___ DATA RECORDS

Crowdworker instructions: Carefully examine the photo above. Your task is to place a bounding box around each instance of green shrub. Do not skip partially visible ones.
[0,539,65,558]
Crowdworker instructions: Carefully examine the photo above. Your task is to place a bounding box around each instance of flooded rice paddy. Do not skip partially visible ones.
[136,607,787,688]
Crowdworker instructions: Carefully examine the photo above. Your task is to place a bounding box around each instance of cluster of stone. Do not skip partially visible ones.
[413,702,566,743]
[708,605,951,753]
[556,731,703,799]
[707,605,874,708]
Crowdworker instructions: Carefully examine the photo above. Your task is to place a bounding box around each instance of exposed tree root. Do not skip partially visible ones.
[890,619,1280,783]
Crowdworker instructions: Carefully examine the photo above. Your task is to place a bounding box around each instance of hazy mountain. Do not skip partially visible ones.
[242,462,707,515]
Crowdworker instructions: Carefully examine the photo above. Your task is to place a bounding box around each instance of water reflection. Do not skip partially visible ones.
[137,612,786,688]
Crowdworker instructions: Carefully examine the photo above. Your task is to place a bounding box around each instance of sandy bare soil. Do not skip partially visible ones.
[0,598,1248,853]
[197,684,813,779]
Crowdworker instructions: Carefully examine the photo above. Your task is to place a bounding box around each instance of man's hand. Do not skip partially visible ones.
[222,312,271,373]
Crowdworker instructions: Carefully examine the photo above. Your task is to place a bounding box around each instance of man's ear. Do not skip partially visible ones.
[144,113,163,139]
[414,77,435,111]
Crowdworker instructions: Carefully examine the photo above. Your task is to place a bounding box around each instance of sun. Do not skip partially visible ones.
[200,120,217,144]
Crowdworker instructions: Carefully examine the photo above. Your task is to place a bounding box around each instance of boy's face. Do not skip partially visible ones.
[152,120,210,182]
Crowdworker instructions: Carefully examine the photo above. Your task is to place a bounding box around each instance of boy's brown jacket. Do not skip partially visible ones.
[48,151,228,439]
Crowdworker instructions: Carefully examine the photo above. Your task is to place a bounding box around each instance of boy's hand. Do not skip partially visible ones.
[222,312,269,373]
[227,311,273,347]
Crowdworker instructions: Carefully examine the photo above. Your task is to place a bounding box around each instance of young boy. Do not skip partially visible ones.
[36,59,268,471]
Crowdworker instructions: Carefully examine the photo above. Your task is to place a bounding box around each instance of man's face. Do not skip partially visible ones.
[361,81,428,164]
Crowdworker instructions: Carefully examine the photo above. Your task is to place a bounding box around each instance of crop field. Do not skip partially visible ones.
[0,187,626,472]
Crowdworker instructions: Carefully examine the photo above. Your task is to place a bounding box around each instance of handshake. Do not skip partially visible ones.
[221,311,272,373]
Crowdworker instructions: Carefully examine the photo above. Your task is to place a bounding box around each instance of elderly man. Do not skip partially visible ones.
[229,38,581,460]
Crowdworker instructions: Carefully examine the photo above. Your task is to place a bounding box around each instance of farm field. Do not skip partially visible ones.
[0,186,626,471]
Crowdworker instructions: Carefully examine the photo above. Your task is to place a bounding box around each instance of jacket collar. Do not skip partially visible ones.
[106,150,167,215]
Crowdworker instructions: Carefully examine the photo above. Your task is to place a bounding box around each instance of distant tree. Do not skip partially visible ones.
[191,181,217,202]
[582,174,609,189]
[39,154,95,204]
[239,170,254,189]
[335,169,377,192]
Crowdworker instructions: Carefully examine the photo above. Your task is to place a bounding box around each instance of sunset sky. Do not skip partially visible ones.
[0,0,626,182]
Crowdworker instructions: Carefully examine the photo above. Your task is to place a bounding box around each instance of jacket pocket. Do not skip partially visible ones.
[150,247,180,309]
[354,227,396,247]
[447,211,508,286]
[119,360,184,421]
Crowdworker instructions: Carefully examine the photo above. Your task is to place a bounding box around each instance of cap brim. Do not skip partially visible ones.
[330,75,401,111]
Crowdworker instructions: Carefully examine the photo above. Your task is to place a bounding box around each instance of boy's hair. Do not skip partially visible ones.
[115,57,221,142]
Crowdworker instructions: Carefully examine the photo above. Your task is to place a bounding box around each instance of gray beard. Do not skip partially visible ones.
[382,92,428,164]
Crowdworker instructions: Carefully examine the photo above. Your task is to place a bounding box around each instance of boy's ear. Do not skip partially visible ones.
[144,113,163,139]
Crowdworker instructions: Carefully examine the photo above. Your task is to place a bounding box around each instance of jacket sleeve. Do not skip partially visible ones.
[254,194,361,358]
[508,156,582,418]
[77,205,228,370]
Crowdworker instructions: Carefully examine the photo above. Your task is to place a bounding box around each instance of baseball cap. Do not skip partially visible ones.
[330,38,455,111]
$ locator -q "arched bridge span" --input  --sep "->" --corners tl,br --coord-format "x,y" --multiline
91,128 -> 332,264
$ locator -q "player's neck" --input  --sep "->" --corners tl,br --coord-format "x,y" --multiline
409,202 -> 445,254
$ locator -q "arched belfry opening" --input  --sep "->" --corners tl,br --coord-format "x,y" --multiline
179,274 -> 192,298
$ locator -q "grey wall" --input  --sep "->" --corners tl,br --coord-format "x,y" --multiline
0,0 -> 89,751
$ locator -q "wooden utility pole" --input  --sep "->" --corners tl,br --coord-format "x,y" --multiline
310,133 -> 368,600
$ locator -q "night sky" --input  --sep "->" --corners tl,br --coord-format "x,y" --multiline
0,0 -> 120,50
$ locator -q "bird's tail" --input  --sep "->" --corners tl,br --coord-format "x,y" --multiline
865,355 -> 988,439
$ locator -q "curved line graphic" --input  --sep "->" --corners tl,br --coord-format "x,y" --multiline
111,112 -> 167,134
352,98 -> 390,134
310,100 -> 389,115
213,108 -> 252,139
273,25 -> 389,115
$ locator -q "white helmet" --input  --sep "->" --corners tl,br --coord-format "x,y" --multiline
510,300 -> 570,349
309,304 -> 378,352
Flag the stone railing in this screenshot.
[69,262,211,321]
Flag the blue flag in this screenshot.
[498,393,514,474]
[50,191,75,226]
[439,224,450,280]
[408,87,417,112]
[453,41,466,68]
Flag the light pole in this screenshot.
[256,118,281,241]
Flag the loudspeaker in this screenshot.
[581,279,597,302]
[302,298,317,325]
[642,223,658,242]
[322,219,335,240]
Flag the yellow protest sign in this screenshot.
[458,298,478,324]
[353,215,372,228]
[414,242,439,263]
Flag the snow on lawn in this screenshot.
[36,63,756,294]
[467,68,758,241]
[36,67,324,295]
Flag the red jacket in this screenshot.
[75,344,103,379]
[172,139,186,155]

______

- [WHAT THIS TASK INVOLVES]: Rewrite the listing with "Crowdworker instructions" changed to "Annotator guidance" everywhere it occurs, keeping every other line the same.

- [FINISHED ANSWER]:
Annotator guidance: Carefully examine the photo above. Your task is to place a bounding box around each instance of green shrub. Do not skip partially visible ones.
[0,539,65,558]
Annotator guidance: Carefully examine the photo above. Your task is to place a bounding box around each instance of flooded rice paddy. Do not skip partially visible ones.
[136,607,787,688]
Annotator guidance: Carefully examine the photo above. Your task is to place a bounding box around each instance of cluster of stone. Do not skip partially visible ones.
[413,702,566,743]
[708,605,951,753]
[556,731,703,799]
[707,605,874,708]
Annotator guidance: Carefully examine the photo above. Your task is to place a bounding box around each instance of exposed tree root. Do not skip partially visible ones.
[890,619,1280,783]
Annotator guidance: Carefully examine the photo above. Your task is to place a bounding box around each instance of hazy mountain. Do not skip partially visible ones.
[242,462,707,515]
Annotator guidance: Carefully examine the photo above. Your task is to place a bounding box around each instance of water reflection. Do not skip partially visible ones.
[137,612,786,688]
Annotator guidance: Carefully examine the photo above. Your task is to place a bounding box around each instance of sandy bare soil. Do not skip partially visible ones.
[0,598,1248,853]
[197,684,813,779]
Annotator guidance: Carefully examine the photo above. Your task is to place a bounding box around each instance of man's hand. Do not skip partially visible ones.
[222,312,271,373]
Annotator guidance: Carefully examine the photo above. Your task is to place a bounding box around each instance of man's ear. Do not skip partially visible ones.
[144,113,163,139]
[414,77,435,111]
Annotator guidance: Carefully examine the photo above. Your task is to place a bounding box around each instance of sun. Do not skip partially visible ones.
[200,120,217,144]
Annotator guidance: Carefully examine the photo above. Your task is to place a bounding box around each instance of boy's face. Do not skip partially visible ones.
[152,120,210,182]
Annotator guidance: Carefully examine the photo above. Your task is to place a bounding box around each instance of boy's brown jacket. Do not skip partially visible ones.
[48,151,228,439]
Annotator guidance: Carefully examine the photo above. Your task is to place a bounding box around each instance of boy's hand. Do not skip partially visible ones.
[222,312,269,373]
[227,311,273,347]
Annotator guidance: Carefully examine the photo above. Your task is to place a bounding box around each instance of young boy. Do not skip partially visible ones.
[36,59,268,471]
Annotator guidance: Carefully examine the photo above. Your task is to place a bounding box around each instance of man's face. Do not skip partially visible ones.
[361,81,428,164]
Annotator guidance: Carefully examine the photo above. Your task is to place a bounding box around each instance of crop field. Do not skip partially visible ones.
[0,187,626,472]
Annotator guidance: Carefully examine the photo above. Your task is to place a bounding box around each instance of handshake. Do not skip partially visible ones.
[221,311,272,373]
Annotator guidance: Carefully examine the photo above. Your task is to place a bounding box around each instance of elderly man. Do not skip partially visible ones.
[229,38,581,460]
Annotator guidance: Carefully examine the photo above. Your task is to place a bounding box around each instance of farm field. Do not skip partially visible ones.
[0,186,626,471]
Annotator guidance: Carefully examine the photo above. Your task is to place a bounding box around each instance of jacket collar. Do not skip partially visible ones.
[106,150,167,215]
Annotator guidance: Carefully examine the photo above. Your task is to place a bounding box around each instance of distant tree. Do not skip partially visible ones.
[191,181,217,202]
[582,174,609,189]
[39,154,95,204]
[239,170,254,189]
[335,169,377,192]
Annotator guidance: Carefully examine the photo above. Your task is to place a bounding box around each instance of sunset sky. Do not skip partially visible ones.
[0,0,626,182]
Annotator guidance: Carefully examine the photo above. Your task is to place a bounding box around each instance of jacket pocket. Do not skip partially visible ones.
[150,247,180,309]
[354,227,396,247]
[447,211,508,286]
[119,360,184,421]
Annotator guidance: Carefully examine the photo above. Your task is to place a bounding box around each instance of cap brim. Do not skip partially visible ones.
[330,75,401,111]
Annotator guidance: Carefully examine the photo above. Your task is to place a bounding box around each instance of boy's hair. Do not skip partially visible ones.
[115,57,221,142]
Annotator guidance: Carefully examine the photo above. Your task is to place a bounding box around each instance of gray beard. Do not skip partially visible ones.
[382,92,428,164]
Annotator guidance: Carefully examine the photo above. Your task is to place a bounding box around each instance of boy's ear. Do not skip partially visible ones.
[144,113,163,139]
Annotator guidance: Carefully examine the photo above. Your task is to place a bounding box around each instance of jacket sleeve. Do not skip partially visible ones.
[254,194,361,358]
[508,156,582,418]
[77,205,228,370]
Annotator guidance: Carefully examine the photo above. Your task is to place a bounding box around each instance of baseball cap. Do not skip partially visible ones.
[330,38,455,111]
$ locator -q "arched bridge span" --input  --sep "->" --corners tl,br --coord-format "x,y" --multiline
91,128 -> 332,264
$ locator -q "player's neck" --input  --sep "->" --corners tl,br --coord-format "x,y" --multiline
409,202 -> 445,254
$ locator -q "arched belfry opening" --input  --sep "->" --corners tl,br --coord-format "x,y" --multiline
179,274 -> 192,298
$ locator -q "grey wall" --input  --sep "->" --corners tl,br --coord-format "x,y" --multiline
0,0 -> 89,751
$ locator -q "wooden utility pole" --input  --sep "->" --corners tl,br --coord-format "x,y" --multiline
310,133 -> 368,600
$ locator -q "night sky" --input  --sep "->" --corners tl,br --coord-format "x,y" --multiline
0,0 -> 120,50
$ locator -q "bird's tail" --input  --sep "->" --corners tl,br --coord-format "x,y" --multiline
865,355 -> 988,439
$ locator -q "curved line graphic" --input  --sep "->" --corners tl,br --coord-format "x,y" --multiline
111,112 -> 167,134
352,98 -> 390,134
310,100 -> 389,115
213,108 -> 252,139
273,25 -> 389,115
$ locator -q "white helmet" --input  --sep "->" --corners tl,br --coord-format "x,y" --multiline
510,300 -> 570,349
309,304 -> 378,352
Flag the stone railing in this screenshot.
[69,262,211,321]
Flag the blue flag in this screenshot.
[498,393,514,474]
[50,191,75,226]
[439,224,450,280]
[408,87,417,112]
[453,41,466,68]
Flag the light pole in this screenshot.
[256,118,281,241]
Flag the loudspeaker in this screenshot.
[581,279,597,302]
[302,298,317,325]
[642,223,658,242]
[322,219,335,240]
Flag the yellow protest sign in this screenshot.
[458,298,478,324]
[353,215,372,228]
[414,242,439,263]
Flag the snow on lawn in this screenshot.
[36,63,756,294]
[467,68,758,241]
[36,67,324,295]
Flag the red jacket in this screenshot.
[75,344,103,379]
[172,139,186,155]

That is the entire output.